▶ TEKSTFRAGMENT:
====

Cluster II Handelszaken
Breda
zaaknummer / rolnummer: C/02/372784 / HA ZA 20-305
Vonnis van 29 september 2021
in de zaak van
de besloten vennootschap met beperkte aansprakelijkheid
AVRA BV,
gevestigd te Den Haag,
eiseres,
advocaat mr. D.R.D. van Lenningh te Rotterdam,
tegen
de besloten vennootschap met beperkte aansprakelijkheid
SPIE NEDERLAND BV,
gevestigd te Breda,
gedaagde,
advocaat mr. M.A. Smals te Breda.
Partijen zullen hierna Avra en Spie genoemd worden.

1.De procedure

1.1.
Het verdere verloop van de procedure blijkt uit:
  • het tussenvonnis van 10 maart 2021 en de daarin genoemde processtukken;
  • de akte na tussenvonnis van Avra met producties;
  • de antwoordakte na tussenvonnis van Spie met producties;
  • de akte van Avra van 7 juli 2021;
  • de antwoordakte van Spie van 4 augustus 2021.
1.2.
Ten slotte is vonnis bepaald.

2.De verdere beoordeling

2.1.
Bij tussenvonnis van 10 maart 2021 is Avra in de gelegenheid gesteld om over de factuurnummers 243 en 187 duidelijkheid te geven door overlegging van de facturen en de daaraan ten grondslag liggende inkooporders.
2.2.
Avra heeft bij akte de facturen met nummers 243 en 187 overgelegd en de daaraan ten grondslag liggende orders. Verder heeft Avra een e-mail overgelegd van 2 februari 2021 waarin Spie reageert op de toegezonden facturen en inkooporders. Spie deelt in die e-mail mede dat factuur 243 met het bedrag van € 7.090,50 akkoord is en wordt verwerkt alsmede dat factuur 187 voor een bedrag van € 3.657,50 wordt verwerkt.
2.3.
Spie erkent bij antwoordakte de verschuldigdheid van de beide facturen, zodat de rechtbank uitgaat van een door Spie verschuldigd bedrag van € 381.955,75. Spie voert bij antwoordakte aan dat het onbegrijpelijk is waarom de rechtbank in het tussenvonnis van 10 maart 2021 uit is gegaan van een vordering van € 404.809,25 omdat productie 10 zijdens Avra enkel een debiteurenkaart is waaruit volgens haar niet valt af te leiden welke facturen nog open staan. Spie voert verder aan dat Avra gebruik maakt van het Supply Chain Finance systeem waardoor een door Avra aan de bank te betalen vergoeding in mindering is gebracht op de betalingen en de vermelde betalingen met de kosten aan de bank dienen te worden verhoogd. Spie legt bij antwoordakte als productie 14 een overzicht over van hetgeen volgens haar verschuldigd is. De rechtbank ziet evenwel geen reden om terug te komen op de eerdere beslissingen in het tussenvonnis van 10 maart 2021 ten aanzien van de vordering en hetgeen Spie in ieder geval verschuldigd is. Spie kan namelijk niet volstaan met de overlegging van een eigen overzicht dat verder niet is toegelicht en aldus een onvoldoende gemotiveerde betwisting is. Het had op de weg van Spie gelegen om concreet aan te geven wat er niet klopt aan het overzicht van Avra, hetgeen zij enkel heeft gedaan ten aanzien van de factuurnummers 243 en 187. Ook heeft Spie geen betaalbewijzen overgelegd om aan te tonen dat er meer is betaald op de facturen waarvan betaling wordt gevorderd.

====

[Opgeslagen datasetitems]
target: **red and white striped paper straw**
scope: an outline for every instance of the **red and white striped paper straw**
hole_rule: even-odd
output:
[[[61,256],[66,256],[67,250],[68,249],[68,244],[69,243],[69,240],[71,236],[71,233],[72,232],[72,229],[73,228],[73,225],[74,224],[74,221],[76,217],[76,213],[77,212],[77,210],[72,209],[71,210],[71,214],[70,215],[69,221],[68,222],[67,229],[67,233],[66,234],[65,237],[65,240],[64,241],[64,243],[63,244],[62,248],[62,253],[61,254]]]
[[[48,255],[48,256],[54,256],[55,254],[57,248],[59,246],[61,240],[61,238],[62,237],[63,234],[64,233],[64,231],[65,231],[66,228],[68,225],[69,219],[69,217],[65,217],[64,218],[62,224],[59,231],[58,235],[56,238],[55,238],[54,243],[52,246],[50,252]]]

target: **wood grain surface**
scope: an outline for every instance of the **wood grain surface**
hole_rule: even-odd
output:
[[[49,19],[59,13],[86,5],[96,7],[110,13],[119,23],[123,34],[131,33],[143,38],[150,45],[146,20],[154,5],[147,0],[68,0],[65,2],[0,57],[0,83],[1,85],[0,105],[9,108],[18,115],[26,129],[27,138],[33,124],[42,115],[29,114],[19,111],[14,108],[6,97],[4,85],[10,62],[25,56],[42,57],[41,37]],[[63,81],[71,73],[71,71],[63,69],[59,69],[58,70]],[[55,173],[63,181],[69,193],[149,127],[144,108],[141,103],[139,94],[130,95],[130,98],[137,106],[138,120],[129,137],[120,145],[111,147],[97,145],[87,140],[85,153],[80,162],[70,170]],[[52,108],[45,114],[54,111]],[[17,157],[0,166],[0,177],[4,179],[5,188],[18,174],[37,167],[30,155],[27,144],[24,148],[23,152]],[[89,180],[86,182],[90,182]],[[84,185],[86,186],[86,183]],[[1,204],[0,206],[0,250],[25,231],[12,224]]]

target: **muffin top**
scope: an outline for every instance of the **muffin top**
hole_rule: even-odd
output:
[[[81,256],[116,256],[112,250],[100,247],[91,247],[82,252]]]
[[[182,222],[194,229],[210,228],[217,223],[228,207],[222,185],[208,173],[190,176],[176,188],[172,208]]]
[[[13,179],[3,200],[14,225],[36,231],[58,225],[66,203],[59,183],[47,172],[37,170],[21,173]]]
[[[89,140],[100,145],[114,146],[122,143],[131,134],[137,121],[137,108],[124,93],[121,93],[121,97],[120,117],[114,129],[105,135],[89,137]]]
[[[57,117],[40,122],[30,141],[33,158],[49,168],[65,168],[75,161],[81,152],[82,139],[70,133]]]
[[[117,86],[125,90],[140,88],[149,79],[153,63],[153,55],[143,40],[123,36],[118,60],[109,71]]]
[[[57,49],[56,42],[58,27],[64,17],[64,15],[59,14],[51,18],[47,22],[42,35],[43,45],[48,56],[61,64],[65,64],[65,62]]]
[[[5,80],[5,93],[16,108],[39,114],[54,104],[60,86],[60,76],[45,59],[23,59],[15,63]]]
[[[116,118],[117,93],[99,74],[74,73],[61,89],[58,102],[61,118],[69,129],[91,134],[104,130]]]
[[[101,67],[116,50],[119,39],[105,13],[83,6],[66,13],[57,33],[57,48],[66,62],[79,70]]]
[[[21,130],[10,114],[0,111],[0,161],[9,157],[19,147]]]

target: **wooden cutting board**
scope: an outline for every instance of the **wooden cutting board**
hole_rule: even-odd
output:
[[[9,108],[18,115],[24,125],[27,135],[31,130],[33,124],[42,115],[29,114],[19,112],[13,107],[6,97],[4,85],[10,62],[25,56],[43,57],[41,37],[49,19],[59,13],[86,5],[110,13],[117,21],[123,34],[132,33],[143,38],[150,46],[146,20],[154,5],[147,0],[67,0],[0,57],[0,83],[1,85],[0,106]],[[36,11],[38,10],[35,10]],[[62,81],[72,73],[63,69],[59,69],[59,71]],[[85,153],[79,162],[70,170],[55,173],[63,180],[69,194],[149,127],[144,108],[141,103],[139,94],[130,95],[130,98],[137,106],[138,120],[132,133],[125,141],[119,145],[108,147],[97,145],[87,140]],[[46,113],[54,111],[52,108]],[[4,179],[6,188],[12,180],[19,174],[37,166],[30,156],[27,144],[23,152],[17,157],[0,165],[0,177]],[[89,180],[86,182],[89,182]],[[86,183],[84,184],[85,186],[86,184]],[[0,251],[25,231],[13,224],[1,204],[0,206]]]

====

▶ OPDRACHT 1: Geef voor elk van de volgende beweringen aan of ze overeenkomen met het vonnis, met ja of nee en de doorslaggevende woorden letterlijk geciteerd. (a) Spie is gevestigd te Breda. (b) Factuur 187 betreft een bedrag van € 7.090,50. (c) Spie heeft betaalbewijzen overgelegd.
▶ OPDRACHT 2: Bewerk de records vanaf de regel met "target: **wooden cutting board**" tot en met het einde van de records door "wooden cutting board" te vervangen door "wooden chopping board". Laat al het overige ongewijzigd en geef alleen die regels terug.
De tekst en de records zijn afkomstig uit verschillende bronnen.

▶ VOLLEDIG ANTWOORD 1:
(a) Ja: "gevestigd te Breda"
(b) Nee: "factuur 187 voor een bedrag van € 3.657,50 wordt verwerkt"
(c) Nee: "Ook heeft Spie geen betaalbewijzen overgelegd"

▶ VOLLEDIG ANTWOORD 2:
target: **wooden chopping board**
scope: an outline for every instance of the **wooden chopping board**
hole_rule: even-odd
output:
[[[9,108],[18,115],[24,125],[27,135],[31,130],[33,124],[42,115],[29,114],[19,112],[13,107],[6,97],[4,85],[10,62],[25,56],[43,57],[41,37],[49,19],[59,13],[86,5],[110,13],[117,21],[123,34],[132,33],[143,38],[150,46],[146,20],[154,5],[147,0],[67,0],[0,57],[0,83],[1,85],[0,106]],[[36,11],[38,10],[35,10]],[[62,81],[72,73],[63,69],[59,69],[59,71]],[[85,153],[79,162],[70,170],[55,173],[63,180],[69,194],[149,127],[144,108],[141,103],[139,94],[130,95],[130,98],[137,106],[138,120],[132,133],[125,141],[119,145],[108,147],[97,145],[87,140]],[[46,113],[54,111],[52,108]],[[4,179],[6,188],[12,180],[19,174],[37,166],[30,156],[27,144],[23,152],[17,157],[0,165],[0,177]],[[89,180],[86,182],[89,182]],[[86,183],[84,184],[85,186],[86,184]],[[0,251],[25,231],[13,224],[1,204],[0,206]]]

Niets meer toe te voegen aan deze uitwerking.